## EXCERPTED TEXT

<<<<

2. The State of the Art: A Literature Review

In the past 40 years, various researchers have tried to assess and quantify the degradation phenomena of stone materials imposed by climate change, considering changes in their surface topography (recession rate) and/or loss of material (e.g., desegregation or detachments). This activity was intended to make sound projections on cultural heritage preservation. A large part of these contributions was aimed to test the decay of carbonate rocks under specific environmental conditions, reproducing, as closely as possible, the chemical characteristics of natural rainfall [26], often using environmental test chambers in order to simulate natural conditions [27].
The main environmental parameters considered in dose–response functions are (i) the concentration of specific pollutants in the atmosphere, (ii) [H+] concentration in rainwater, (iii) rainfall, and (iv) temperature. Several static and dynamic mathematical models were refined to describe surface changes over time and at any point in time. Many authors tried to assess degradation phenomena by considering changes in surface recession using micrometers [28,29,30] or calipers [27,31]. Other authors tried to assess the effects of environmental parameters (pollutants, rainfall, humidity, temperature, and petrographical features) using climate chamber simulations and defining damage functions [27,32,33,34,35,36,37,38,39,40,41]. There are very few examples of true long-term (up to 30 years) observations of stone surface erosion [30,42]. In terms of air pollution and particulate matter (PM), the damage functions are mainly defined as the effect of the concentration of pollutants combined with other environmental factors ([6], and the literature therein). Qualitative weathering models based on the morphological evolution or damage indexes were introduced to assess the stone deterioration process [43,44,45]. In recent years, 3D modeling has proved to be an innovative tool for understanding surface morphology [44,46,47], but until now all approaches have been mainly qualitative.
In Table 1, the main equations that have been proposed for describing surface recession or loss of material are reported. Lipfert [33] identified in dissolution, air pollution, and acid rains the three main factors of damage for limestones. He set the Lv (Lipfert value) at 18.8 μm·m−1 (microns of recessed surface per meter of precipitation), based on the solubility of calcite in equilibrium with 330 ppm of CO2, and quantified the loss of material as annual surface recession per meter of precipitation. Reddy et al. [32] normalized the annual surface recession as annual rainfall, while Baedecker et al. [36] designed another equation to define the material loss based on the combined effect of temperature and the concentration of hydrogen ions.

>>>>

Print the passage of the stone decay review starting with "In the past" and going on through "natural conditions [27].".

## MATERIAL SHOWN
<<<<

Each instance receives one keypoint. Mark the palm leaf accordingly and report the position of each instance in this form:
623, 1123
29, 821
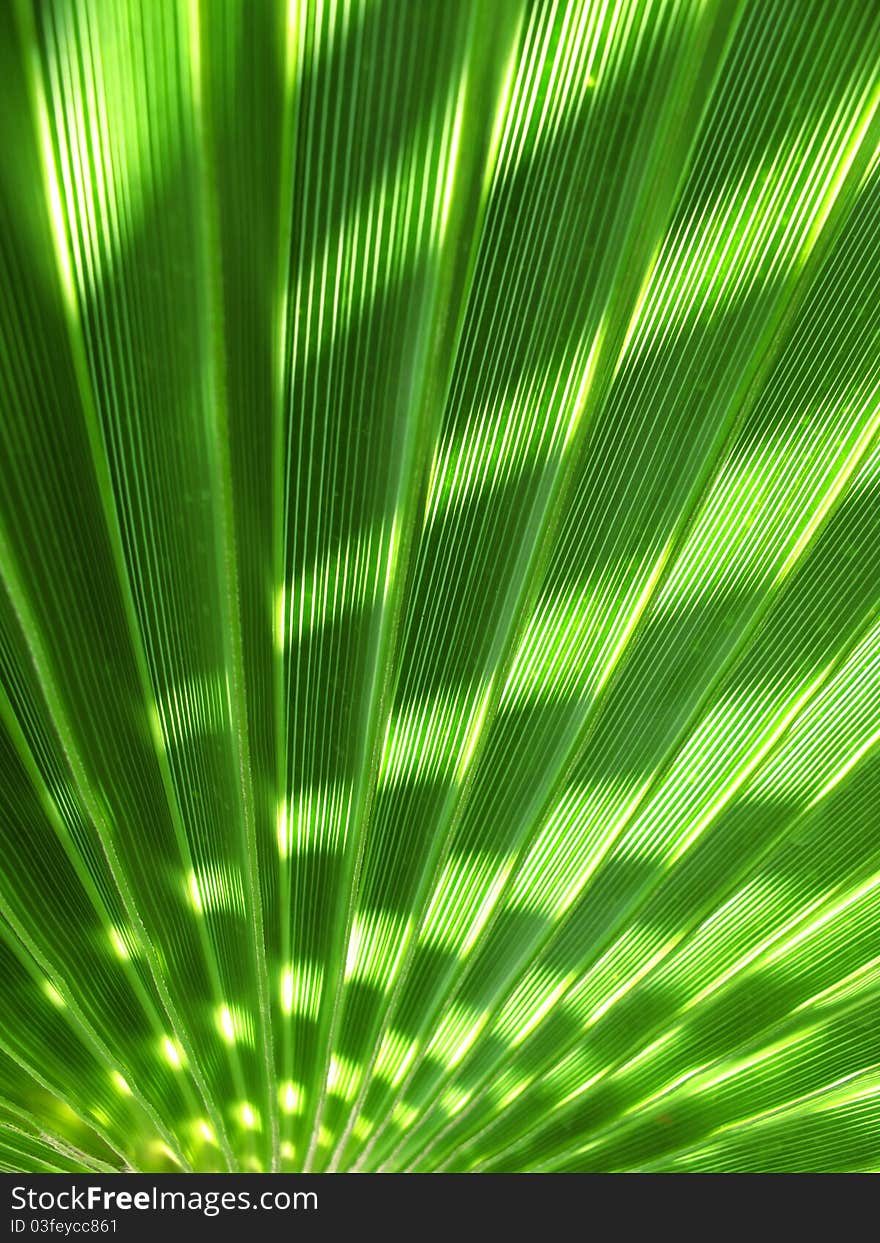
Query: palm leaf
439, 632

>>>>
<<<<

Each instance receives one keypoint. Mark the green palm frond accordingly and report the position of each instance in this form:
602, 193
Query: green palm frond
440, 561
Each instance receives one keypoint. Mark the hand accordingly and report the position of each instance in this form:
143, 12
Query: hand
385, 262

>>>>
<<<<

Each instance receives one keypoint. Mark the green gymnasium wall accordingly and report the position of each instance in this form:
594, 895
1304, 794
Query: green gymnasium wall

>>>>

## REPLY
In the past 40 years, various researchers have tried to assess and quantify the degradation phenomena of stone materials imposed by climate change, considering changes in their surface topography (recession rate) and/or loss of material (e.g., desegregation or detachments). This activity was intended to make sound projections on cultural heritage preservation. A large part of these contributions was aimed to test the decay of carbonate rocks under specific environmental conditions, reproducing, as closely as possible, the chemical characteristics of natural rainfall [26], often using environmental test chambers in order to simulate natural conditions [27].